### WORK TO DO
Put the records below into a Markdown table with the columns n and Line, giving each line its row number in n and the line itself in Line. Leave out blank lines.

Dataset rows

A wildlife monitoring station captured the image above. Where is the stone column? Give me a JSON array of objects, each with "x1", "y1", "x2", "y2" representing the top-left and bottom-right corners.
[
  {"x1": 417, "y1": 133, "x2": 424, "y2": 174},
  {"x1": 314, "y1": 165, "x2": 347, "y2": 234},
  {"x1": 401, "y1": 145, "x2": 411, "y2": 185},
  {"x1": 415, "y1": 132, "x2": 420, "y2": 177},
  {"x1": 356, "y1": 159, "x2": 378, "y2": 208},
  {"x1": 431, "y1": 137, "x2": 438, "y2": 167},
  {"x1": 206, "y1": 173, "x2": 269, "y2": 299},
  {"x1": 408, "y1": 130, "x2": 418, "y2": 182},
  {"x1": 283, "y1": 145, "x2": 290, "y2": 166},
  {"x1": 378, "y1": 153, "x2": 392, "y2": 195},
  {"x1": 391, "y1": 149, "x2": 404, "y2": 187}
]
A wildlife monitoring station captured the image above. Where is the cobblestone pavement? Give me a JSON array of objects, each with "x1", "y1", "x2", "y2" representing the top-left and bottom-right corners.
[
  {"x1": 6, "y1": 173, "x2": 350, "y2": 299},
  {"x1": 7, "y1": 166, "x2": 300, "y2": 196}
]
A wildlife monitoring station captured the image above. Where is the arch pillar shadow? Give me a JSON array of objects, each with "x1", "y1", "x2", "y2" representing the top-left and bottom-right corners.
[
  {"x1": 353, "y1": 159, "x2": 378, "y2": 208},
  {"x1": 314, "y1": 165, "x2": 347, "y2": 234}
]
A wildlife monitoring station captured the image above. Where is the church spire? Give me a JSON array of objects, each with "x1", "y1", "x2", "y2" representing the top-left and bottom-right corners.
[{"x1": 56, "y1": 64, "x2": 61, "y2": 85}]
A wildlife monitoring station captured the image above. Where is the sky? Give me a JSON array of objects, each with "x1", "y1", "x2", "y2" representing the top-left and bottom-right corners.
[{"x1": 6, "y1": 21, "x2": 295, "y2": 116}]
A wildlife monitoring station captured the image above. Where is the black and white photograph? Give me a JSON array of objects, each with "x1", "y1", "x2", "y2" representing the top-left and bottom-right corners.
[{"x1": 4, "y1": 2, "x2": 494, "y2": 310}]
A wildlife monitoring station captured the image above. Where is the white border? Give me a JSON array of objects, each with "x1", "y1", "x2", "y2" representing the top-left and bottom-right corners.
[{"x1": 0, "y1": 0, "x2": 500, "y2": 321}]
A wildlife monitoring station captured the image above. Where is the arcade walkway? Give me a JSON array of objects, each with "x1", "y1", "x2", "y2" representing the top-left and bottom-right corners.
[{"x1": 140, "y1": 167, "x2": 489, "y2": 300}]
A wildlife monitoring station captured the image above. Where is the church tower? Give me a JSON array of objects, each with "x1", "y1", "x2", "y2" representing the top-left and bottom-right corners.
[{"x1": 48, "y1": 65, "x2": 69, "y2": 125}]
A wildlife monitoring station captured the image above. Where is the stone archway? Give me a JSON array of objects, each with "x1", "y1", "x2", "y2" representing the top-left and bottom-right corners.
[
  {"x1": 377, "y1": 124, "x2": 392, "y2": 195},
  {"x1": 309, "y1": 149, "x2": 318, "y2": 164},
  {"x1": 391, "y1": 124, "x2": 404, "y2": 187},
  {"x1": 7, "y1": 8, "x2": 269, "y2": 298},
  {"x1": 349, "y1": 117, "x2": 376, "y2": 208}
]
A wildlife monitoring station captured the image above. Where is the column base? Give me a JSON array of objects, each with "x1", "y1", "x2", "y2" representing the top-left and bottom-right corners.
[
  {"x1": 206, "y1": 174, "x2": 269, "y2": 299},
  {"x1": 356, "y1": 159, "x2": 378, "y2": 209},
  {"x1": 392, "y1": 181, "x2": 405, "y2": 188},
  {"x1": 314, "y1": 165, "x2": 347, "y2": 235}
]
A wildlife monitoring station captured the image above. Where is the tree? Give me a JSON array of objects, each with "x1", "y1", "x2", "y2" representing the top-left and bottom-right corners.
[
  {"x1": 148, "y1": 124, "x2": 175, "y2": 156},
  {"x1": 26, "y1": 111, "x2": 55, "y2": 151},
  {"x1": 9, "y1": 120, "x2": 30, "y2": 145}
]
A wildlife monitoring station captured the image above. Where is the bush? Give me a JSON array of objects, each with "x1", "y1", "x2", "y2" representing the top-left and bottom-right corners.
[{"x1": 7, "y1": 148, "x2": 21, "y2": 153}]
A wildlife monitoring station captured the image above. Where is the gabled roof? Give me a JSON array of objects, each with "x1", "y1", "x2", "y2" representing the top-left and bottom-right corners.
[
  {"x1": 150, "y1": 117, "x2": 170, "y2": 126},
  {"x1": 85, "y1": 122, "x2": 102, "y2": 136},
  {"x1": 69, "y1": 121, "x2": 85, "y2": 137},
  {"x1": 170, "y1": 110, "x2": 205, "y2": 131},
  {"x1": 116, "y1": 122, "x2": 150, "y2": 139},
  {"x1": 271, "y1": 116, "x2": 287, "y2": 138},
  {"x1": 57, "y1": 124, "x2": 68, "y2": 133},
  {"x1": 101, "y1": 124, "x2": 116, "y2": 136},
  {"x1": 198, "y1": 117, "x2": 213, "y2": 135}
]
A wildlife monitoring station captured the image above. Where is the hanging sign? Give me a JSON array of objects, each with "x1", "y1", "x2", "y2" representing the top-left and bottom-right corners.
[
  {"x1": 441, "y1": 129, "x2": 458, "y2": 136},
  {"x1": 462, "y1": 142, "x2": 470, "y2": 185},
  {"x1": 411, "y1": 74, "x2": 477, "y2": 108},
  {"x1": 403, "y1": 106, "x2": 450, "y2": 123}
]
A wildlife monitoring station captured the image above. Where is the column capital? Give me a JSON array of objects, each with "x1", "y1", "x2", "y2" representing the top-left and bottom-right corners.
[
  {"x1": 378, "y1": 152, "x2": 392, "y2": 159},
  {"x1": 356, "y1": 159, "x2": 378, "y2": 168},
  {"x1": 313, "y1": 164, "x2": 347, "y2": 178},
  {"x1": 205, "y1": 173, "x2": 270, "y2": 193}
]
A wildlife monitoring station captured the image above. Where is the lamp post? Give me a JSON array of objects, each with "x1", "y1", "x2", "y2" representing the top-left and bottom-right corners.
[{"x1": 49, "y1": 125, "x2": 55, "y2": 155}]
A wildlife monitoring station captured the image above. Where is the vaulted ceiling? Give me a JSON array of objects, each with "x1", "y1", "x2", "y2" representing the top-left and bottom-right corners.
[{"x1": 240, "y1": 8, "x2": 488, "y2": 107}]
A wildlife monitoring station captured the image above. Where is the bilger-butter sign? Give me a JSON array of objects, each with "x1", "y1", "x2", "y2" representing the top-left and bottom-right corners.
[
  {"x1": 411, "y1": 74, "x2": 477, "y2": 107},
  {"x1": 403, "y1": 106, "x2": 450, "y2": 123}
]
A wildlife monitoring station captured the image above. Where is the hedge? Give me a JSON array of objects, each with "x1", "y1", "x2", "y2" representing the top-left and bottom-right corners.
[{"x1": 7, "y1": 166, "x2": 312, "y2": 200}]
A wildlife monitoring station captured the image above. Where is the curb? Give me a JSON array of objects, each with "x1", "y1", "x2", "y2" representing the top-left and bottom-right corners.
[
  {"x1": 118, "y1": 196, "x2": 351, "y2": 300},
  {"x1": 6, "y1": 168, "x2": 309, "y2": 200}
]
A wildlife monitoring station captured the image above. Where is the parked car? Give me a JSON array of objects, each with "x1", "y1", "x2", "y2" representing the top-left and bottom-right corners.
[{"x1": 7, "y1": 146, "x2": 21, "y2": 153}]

### COMPLETED TASK
| n | Line |
|---|---|
| 1 | A wildlife monitoring station captured the image above. Where is the stone column? Give me a JSON array of objects, each with "x1", "y1", "x2", "y2" representing the top-left and bottom-right corners. |
| 2 | [ |
| 3 |   {"x1": 417, "y1": 133, "x2": 424, "y2": 174}, |
| 4 |   {"x1": 314, "y1": 165, "x2": 347, "y2": 234}, |
| 5 |   {"x1": 401, "y1": 145, "x2": 411, "y2": 185}, |
| 6 |   {"x1": 415, "y1": 132, "x2": 420, "y2": 177}, |
| 7 |   {"x1": 356, "y1": 159, "x2": 378, "y2": 208}, |
| 8 |   {"x1": 431, "y1": 137, "x2": 438, "y2": 167}, |
| 9 |   {"x1": 206, "y1": 173, "x2": 269, "y2": 299}, |
| 10 |   {"x1": 408, "y1": 130, "x2": 418, "y2": 182}, |
| 11 |   {"x1": 283, "y1": 145, "x2": 290, "y2": 166}, |
| 12 |   {"x1": 378, "y1": 153, "x2": 392, "y2": 195}, |
| 13 |   {"x1": 391, "y1": 149, "x2": 404, "y2": 187} |
| 14 | ] |
| 15 | A wildlife monitoring station captured the image above. Where is the cobblestone pavement? Give me a JSON array of objects, each with "x1", "y1", "x2", "y2" representing the top-left and bottom-right corners. |
| 16 | [ |
| 17 |   {"x1": 6, "y1": 173, "x2": 350, "y2": 299}, |
| 18 |   {"x1": 7, "y1": 166, "x2": 300, "y2": 196} |
| 19 | ] |
| 20 | A wildlife monitoring station captured the image above. Where is the arch pillar shadow? Give me a JSON array of objects, each with "x1", "y1", "x2", "y2" representing the top-left and bottom-right corners. |
| 21 | [ |
| 22 |   {"x1": 353, "y1": 159, "x2": 378, "y2": 208}, |
| 23 |   {"x1": 314, "y1": 165, "x2": 347, "y2": 234} |
| 24 | ] |
| 25 | A wildlife monitoring station captured the image above. Where is the church spire? Give me a JSON array of objects, each with "x1", "y1", "x2", "y2" representing the top-left and bottom-right corners. |
| 26 | [{"x1": 56, "y1": 64, "x2": 61, "y2": 85}] |
| 27 | A wildlife monitoring station captured the image above. Where is the sky? Give me a JSON array of objects, each with "x1", "y1", "x2", "y2" representing the top-left and bottom-right corners. |
| 28 | [{"x1": 6, "y1": 21, "x2": 295, "y2": 116}] |
| 29 | A wildlife monitoring station captured the image above. Where is the black and white photograph? Give me a JSON array of objects, each with "x1", "y1", "x2", "y2" representing the top-left and bottom-right corners. |
| 30 | [{"x1": 4, "y1": 2, "x2": 494, "y2": 310}] |
| 31 | A wildlife monitoring station captured the image above. Where is the white border? Give me a JSON array of objects, each with "x1", "y1", "x2", "y2" representing the top-left and bottom-right corners. |
| 32 | [{"x1": 0, "y1": 0, "x2": 500, "y2": 321}] |
| 33 | A wildlife monitoring station captured the image above. Where is the arcade walkway? Give me a JSON array of objects, each with "x1", "y1", "x2", "y2" representing the top-left and bottom-right corners. |
| 34 | [{"x1": 140, "y1": 167, "x2": 489, "y2": 300}] |
| 35 | A wildlife monitoring station captured the image above. Where is the church tower? Give me a JSON array of objects, each with "x1", "y1", "x2", "y2" representing the top-left and bottom-right corners. |
| 36 | [{"x1": 48, "y1": 65, "x2": 69, "y2": 125}] |
| 37 | A wildlife monitoring station captured the image above. Where is the stone archway? Give me a JSON array of objects, each with "x1", "y1", "x2", "y2" representing the top-left and bottom-right corners. |
| 38 | [ |
| 39 |   {"x1": 377, "y1": 124, "x2": 392, "y2": 195}, |
| 40 |   {"x1": 309, "y1": 149, "x2": 318, "y2": 164}, |
| 41 |   {"x1": 391, "y1": 124, "x2": 404, "y2": 187}, |
| 42 |   {"x1": 7, "y1": 8, "x2": 269, "y2": 298}, |
| 43 |   {"x1": 349, "y1": 117, "x2": 376, "y2": 208} |
| 44 | ] |
| 45 | A wildlife monitoring station captured the image above. Where is the column base? Give me a JSON array of objects, each with "x1", "y1", "x2", "y2" representing the top-left and bottom-right corners. |
| 46 | [ |
| 47 |   {"x1": 206, "y1": 174, "x2": 269, "y2": 299}, |
| 48 |   {"x1": 356, "y1": 159, "x2": 378, "y2": 209}, |
| 49 |   {"x1": 392, "y1": 181, "x2": 405, "y2": 188}, |
| 50 |   {"x1": 314, "y1": 165, "x2": 347, "y2": 235} |
| 51 | ] |
| 52 | A wildlife monitoring station captured the image above. Where is the tree? Give me a JSON array of objects, each with "x1", "y1", "x2", "y2" representing the top-left and bottom-right corners. |
| 53 | [ |
| 54 |   {"x1": 148, "y1": 124, "x2": 175, "y2": 156}, |
| 55 |   {"x1": 26, "y1": 111, "x2": 55, "y2": 151}, |
| 56 |   {"x1": 9, "y1": 120, "x2": 30, "y2": 145} |
| 57 | ] |
| 58 | A wildlife monitoring station captured the image above. Where is the bush? Give me a JSON array of objects, each with "x1", "y1", "x2", "y2" representing the top-left and bottom-right corners. |
| 59 | [{"x1": 7, "y1": 148, "x2": 21, "y2": 153}] |
| 60 | A wildlife monitoring station captured the image above. Where is the gabled roof? Give me a JSON array of objects, each with "x1", "y1", "x2", "y2" representing the top-left and bottom-right corners. |
| 61 | [ |
| 62 |   {"x1": 150, "y1": 117, "x2": 170, "y2": 126}, |
| 63 |   {"x1": 85, "y1": 122, "x2": 102, "y2": 136}, |
| 64 |   {"x1": 69, "y1": 121, "x2": 85, "y2": 137}, |
| 65 |   {"x1": 170, "y1": 110, "x2": 205, "y2": 131}, |
| 66 |   {"x1": 116, "y1": 122, "x2": 150, "y2": 139}, |
| 67 |   {"x1": 271, "y1": 116, "x2": 287, "y2": 138}, |
| 68 |   {"x1": 57, "y1": 124, "x2": 68, "y2": 133}, |
| 69 |   {"x1": 101, "y1": 124, "x2": 116, "y2": 136}, |
| 70 |   {"x1": 198, "y1": 117, "x2": 213, "y2": 135} |
| 71 | ] |
| 72 | A wildlife monitoring station captured the image above. Where is the hanging sign? Give me a JSON array of objects, each with "x1", "y1", "x2", "y2" representing the top-left and bottom-right corners. |
| 73 | [ |
| 74 |   {"x1": 441, "y1": 129, "x2": 458, "y2": 136}, |
| 75 |   {"x1": 462, "y1": 142, "x2": 470, "y2": 185}, |
| 76 |   {"x1": 411, "y1": 74, "x2": 477, "y2": 108}, |
| 77 |   {"x1": 403, "y1": 106, "x2": 450, "y2": 123} |
| 78 | ] |
| 79 | A wildlife monitoring station captured the image above. Where is the column capital? Give me a JSON array of objects, each with "x1", "y1", "x2", "y2" representing the top-left and bottom-right corners. |
| 80 | [ |
| 81 |   {"x1": 378, "y1": 152, "x2": 392, "y2": 159}, |
| 82 |   {"x1": 356, "y1": 159, "x2": 378, "y2": 168}, |
| 83 |   {"x1": 313, "y1": 164, "x2": 347, "y2": 178}, |
| 84 |   {"x1": 205, "y1": 173, "x2": 270, "y2": 193} |
| 85 | ] |
| 86 | A wildlife monitoring station captured the image above. Where is the lamp post? Give me a JSON array of objects, each with "x1", "y1", "x2", "y2" representing the top-left and bottom-right corners. |
| 87 | [{"x1": 49, "y1": 125, "x2": 55, "y2": 155}] |
| 88 | A wildlife monitoring station captured the image above. Where is the vaulted ceiling? Give me a JSON array of objects, each with "x1", "y1", "x2", "y2" representing the top-left and bottom-right corners. |
| 89 | [{"x1": 240, "y1": 8, "x2": 488, "y2": 107}] |
| 90 | A wildlife monitoring station captured the image above. Where is the bilger-butter sign? Give me a JSON array of objects, each with "x1", "y1", "x2", "y2" representing the top-left and bottom-right corners. |
| 91 | [ |
| 92 |   {"x1": 411, "y1": 74, "x2": 477, "y2": 107}, |
| 93 |   {"x1": 403, "y1": 106, "x2": 450, "y2": 123} |
| 94 | ] |
| 95 | A wildlife monitoring station captured the image above. Where is the hedge? Give me a JSON array of objects, each with "x1", "y1", "x2", "y2" representing the top-left and bottom-right corners. |
| 96 | [{"x1": 7, "y1": 166, "x2": 312, "y2": 200}] |
| 97 | A wildlife monitoring station captured the image above. Where is the curb? Give me a JSON array of objects, each with "x1", "y1", "x2", "y2" representing the top-left and bottom-right corners. |
| 98 | [ |
| 99 |   {"x1": 118, "y1": 196, "x2": 351, "y2": 300}, |
| 100 |   {"x1": 6, "y1": 168, "x2": 309, "y2": 200} |
| 101 | ] |
| 102 | A wildlife monitoring station captured the image above. Where is the parked car? Give me a JSON array of objects, each with "x1", "y1", "x2", "y2" representing the top-left and bottom-right corners. |
| 103 | [{"x1": 7, "y1": 146, "x2": 21, "y2": 153}] |